**Extrait source**
:::

PAR PIERRE MOULIÉRAC
Même s’il n’aime pas la dénomination de « champion du monde » réservée à Jan Frodeno cette année, le Français Anthony Philippe, en remportant sa catégorie d’âge à Hawaii a bien décroché le titre en 50/54 ans. Rencontre.
Bonjour Anthony, peux-tu te présenter ?
Ça fait 30 ans que je fais du tri, j’ai commencé en 1991, gérer l’entrainement, le boulot la vie familiale c’est devenu un mode de vie, mon épouse est kiné libérale, elle fait énormément d’heures dans la semaine, il faut que je jongle avec tout ça, j’ai 2 enfants de 13 et 17 ans, ils font beaucoup de sport tous les 2 aussi… Ingénieur, agrégé de mécanique, j’enseigne dans une école d’ingénieur, je bosse à plein temps, nombre de fois où j’arrive au boulot à peine douché … les cours ont un niveau où il faut avoir de la compétence, préparations de stage, projets avec des entreprises… et moi je cale mes entrainements entre tout ça…
Et justement comment gères-tu l’entraînement ?

:::

**Consigne**
Dans l'entretien avec Anthony Philippe, expliquez pourquoi il dit devoir jongler entre l'entraînement, le travail et la vie familiale. Répondez en une à trois phrases.

**Données brutes**
:::

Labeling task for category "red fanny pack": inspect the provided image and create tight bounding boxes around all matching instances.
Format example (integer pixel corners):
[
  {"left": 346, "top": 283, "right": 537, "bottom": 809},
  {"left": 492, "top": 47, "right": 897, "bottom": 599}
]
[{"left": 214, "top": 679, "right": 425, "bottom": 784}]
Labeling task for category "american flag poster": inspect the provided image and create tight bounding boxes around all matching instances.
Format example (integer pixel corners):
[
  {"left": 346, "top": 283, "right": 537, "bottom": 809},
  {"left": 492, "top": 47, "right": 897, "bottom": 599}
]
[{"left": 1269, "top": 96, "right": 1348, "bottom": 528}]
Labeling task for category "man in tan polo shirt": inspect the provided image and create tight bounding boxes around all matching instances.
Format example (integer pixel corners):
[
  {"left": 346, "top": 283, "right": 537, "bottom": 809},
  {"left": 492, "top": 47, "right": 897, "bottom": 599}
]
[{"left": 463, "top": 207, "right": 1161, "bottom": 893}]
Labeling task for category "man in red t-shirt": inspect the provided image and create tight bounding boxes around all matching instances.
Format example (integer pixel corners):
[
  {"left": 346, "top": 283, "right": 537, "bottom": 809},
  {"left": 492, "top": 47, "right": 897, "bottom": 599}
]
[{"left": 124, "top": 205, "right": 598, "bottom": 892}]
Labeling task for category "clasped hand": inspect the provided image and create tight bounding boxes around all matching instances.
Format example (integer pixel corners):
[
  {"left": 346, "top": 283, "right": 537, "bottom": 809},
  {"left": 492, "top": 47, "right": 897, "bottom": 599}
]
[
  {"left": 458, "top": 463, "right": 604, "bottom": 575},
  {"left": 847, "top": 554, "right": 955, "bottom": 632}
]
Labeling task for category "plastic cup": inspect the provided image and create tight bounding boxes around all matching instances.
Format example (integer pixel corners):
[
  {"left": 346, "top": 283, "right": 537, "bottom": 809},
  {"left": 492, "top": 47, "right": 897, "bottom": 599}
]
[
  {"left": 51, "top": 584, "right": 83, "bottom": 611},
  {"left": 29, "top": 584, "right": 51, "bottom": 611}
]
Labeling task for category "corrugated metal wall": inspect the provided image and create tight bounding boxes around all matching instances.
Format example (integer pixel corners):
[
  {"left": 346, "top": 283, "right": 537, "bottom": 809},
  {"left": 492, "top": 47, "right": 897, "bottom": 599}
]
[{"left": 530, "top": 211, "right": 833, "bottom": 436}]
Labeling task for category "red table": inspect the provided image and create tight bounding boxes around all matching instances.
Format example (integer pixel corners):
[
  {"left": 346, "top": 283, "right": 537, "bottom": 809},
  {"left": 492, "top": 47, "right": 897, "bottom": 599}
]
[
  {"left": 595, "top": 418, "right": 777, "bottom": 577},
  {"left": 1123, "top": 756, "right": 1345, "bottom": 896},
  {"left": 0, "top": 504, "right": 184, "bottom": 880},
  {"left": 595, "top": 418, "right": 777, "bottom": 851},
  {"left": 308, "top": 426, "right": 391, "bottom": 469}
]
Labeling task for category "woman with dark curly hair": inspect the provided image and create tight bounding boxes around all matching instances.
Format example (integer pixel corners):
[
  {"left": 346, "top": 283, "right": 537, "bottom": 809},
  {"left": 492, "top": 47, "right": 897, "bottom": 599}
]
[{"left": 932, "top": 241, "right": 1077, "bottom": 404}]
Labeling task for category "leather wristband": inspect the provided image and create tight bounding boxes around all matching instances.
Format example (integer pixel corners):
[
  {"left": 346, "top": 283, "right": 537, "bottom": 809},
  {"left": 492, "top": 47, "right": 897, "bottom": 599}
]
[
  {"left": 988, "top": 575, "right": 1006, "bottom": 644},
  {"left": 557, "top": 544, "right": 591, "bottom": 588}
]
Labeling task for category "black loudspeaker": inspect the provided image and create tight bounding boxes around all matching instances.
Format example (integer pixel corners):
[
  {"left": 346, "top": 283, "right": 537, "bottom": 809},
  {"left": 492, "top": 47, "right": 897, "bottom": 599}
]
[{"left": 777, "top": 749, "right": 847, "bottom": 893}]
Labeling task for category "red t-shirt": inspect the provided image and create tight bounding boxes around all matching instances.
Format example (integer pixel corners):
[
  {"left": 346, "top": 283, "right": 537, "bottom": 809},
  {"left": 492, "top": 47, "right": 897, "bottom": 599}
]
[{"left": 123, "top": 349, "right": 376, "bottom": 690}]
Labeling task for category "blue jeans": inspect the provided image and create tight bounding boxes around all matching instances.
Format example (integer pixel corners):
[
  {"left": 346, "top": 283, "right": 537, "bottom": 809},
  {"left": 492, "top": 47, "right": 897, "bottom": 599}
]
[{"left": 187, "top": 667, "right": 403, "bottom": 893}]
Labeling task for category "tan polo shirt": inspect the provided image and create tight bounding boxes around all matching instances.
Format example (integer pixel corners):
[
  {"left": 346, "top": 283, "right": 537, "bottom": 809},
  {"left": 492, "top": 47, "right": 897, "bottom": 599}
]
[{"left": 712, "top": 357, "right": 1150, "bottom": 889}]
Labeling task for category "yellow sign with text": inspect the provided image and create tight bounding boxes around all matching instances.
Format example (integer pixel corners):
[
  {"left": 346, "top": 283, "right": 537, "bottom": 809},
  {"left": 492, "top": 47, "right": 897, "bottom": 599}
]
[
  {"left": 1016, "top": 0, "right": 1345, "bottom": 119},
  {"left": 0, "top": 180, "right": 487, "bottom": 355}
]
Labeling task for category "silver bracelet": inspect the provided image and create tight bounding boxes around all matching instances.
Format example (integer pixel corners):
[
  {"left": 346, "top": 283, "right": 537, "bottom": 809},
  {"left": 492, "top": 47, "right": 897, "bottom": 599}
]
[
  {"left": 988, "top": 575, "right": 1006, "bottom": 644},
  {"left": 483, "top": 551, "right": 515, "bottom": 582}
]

:::

**Réponse rédigée**
Anthony Philippe doit jongler parce que son épouse, kinésithérapeute libérale, fait énormément d'heures dans la semaine, et que lui-même travaille à plein temps comme enseignant dans une école d'ingénieur. Il cale donc ses entraînements entre ses cours, ses préparations de stage et ses projets avec des entreprises.